- _Data extracted from a collection_:

(begin)

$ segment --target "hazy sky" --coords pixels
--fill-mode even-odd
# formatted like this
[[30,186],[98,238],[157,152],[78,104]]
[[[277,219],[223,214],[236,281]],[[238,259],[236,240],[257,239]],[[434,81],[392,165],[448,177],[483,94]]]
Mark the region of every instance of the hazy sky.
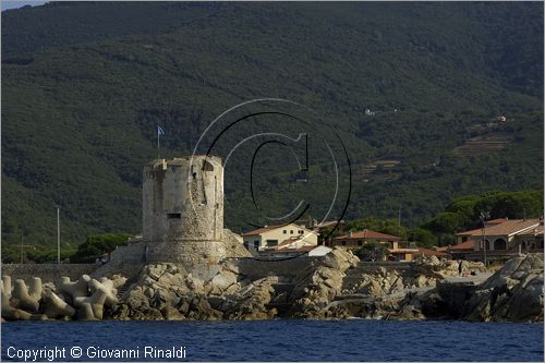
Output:
[[17,9],[17,8],[22,8],[24,5],[36,7],[36,5],[45,4],[46,2],[47,1],[24,1],[24,0],[20,0],[20,1],[3,1],[2,0],[2,10]]

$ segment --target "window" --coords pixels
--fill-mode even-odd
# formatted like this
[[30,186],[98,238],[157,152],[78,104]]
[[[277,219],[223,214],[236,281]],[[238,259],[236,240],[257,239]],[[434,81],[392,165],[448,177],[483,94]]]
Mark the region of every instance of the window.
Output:
[[278,244],[278,240],[267,240],[266,242],[269,247]]
[[494,250],[507,250],[507,242],[502,239],[494,241]]

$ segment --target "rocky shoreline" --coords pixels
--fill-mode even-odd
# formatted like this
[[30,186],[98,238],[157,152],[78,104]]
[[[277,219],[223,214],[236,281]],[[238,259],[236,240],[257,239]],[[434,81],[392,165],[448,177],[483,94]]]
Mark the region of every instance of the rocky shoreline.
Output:
[[[543,259],[513,257],[487,277],[480,263],[423,258],[388,268],[335,249],[296,274],[249,276],[232,261],[207,278],[177,264],[129,278],[87,275],[29,287],[2,277],[2,319],[217,320],[270,318],[543,322]],[[473,274],[473,275],[471,275]]]

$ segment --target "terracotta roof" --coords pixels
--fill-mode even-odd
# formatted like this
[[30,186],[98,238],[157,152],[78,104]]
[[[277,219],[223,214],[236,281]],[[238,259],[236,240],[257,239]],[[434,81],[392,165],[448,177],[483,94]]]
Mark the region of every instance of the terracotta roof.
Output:
[[[288,245],[295,243],[295,242],[300,242],[301,240],[303,240],[303,243],[304,243],[305,242],[304,238],[305,238],[305,235],[299,234],[298,237],[293,237],[291,239],[283,240],[279,244],[270,246],[270,250],[279,250],[280,247],[288,246]],[[306,241],[306,243],[310,243],[310,242]]]
[[419,252],[419,249],[397,249],[397,250],[390,250],[388,249],[388,251],[390,251],[390,253],[417,253]]
[[448,256],[448,253],[446,253],[446,252],[434,251],[434,250],[424,249],[424,247],[419,247],[419,254],[424,255],[424,256],[437,256],[437,257]]
[[[291,223],[283,223],[283,225],[262,227],[262,228],[258,228],[258,229],[254,229],[253,231],[244,232],[244,233],[242,233],[242,235],[259,235],[262,233],[271,231],[271,230],[277,229],[277,228],[286,227],[286,226],[289,226],[289,225],[291,225]],[[304,228],[304,227],[301,227],[301,226],[298,226],[298,227]]]
[[[501,219],[502,218],[493,219],[493,220],[501,220]],[[488,223],[488,221],[486,223]],[[524,229],[528,229],[528,228],[535,226],[535,225],[538,225],[538,223],[540,223],[540,219],[508,219],[508,220],[505,220],[504,222],[493,223],[493,226],[486,226],[485,234],[486,235],[511,235],[511,234],[518,233],[520,231],[523,231]],[[481,228],[456,233],[456,235],[469,235],[469,237],[475,237],[475,235],[482,235],[482,234],[483,234],[483,230]]]
[[486,220],[485,225],[499,225],[499,223],[506,222],[509,219],[507,219],[507,218],[496,218],[496,219]]
[[531,228],[525,232],[519,233],[517,235],[530,235],[530,237],[535,237],[535,235],[543,235],[543,225],[540,225],[535,228]]
[[370,229],[364,229],[360,232],[354,232],[352,235],[344,234],[336,238],[335,240],[359,240],[359,239],[371,239],[371,240],[388,240],[388,241],[399,241],[399,237],[375,232]]
[[462,243],[455,244],[448,247],[449,251],[473,251],[475,249],[475,241],[469,240]]
[[483,230],[481,228],[477,228],[477,229],[471,229],[469,231],[463,231],[463,232],[459,232],[459,233],[456,233],[456,235],[481,235],[483,234]]
[[485,230],[486,235],[511,235],[530,229],[531,227],[538,226],[540,219],[510,219],[504,223],[487,227]]
[[317,247],[317,245],[308,245],[308,246],[299,247],[299,249],[265,250],[263,252],[264,253],[303,253],[303,252],[310,252],[316,247]]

(end)

- _Problem to solve_: List every line in the records above that contains the word "hazy", treating uppercase and lowercase letters as different. Copy each matching line in full.

- _Reply to the task_:
$ segment --target "hazy sky" --coords pixels
Mark the region of every instance of the hazy sky.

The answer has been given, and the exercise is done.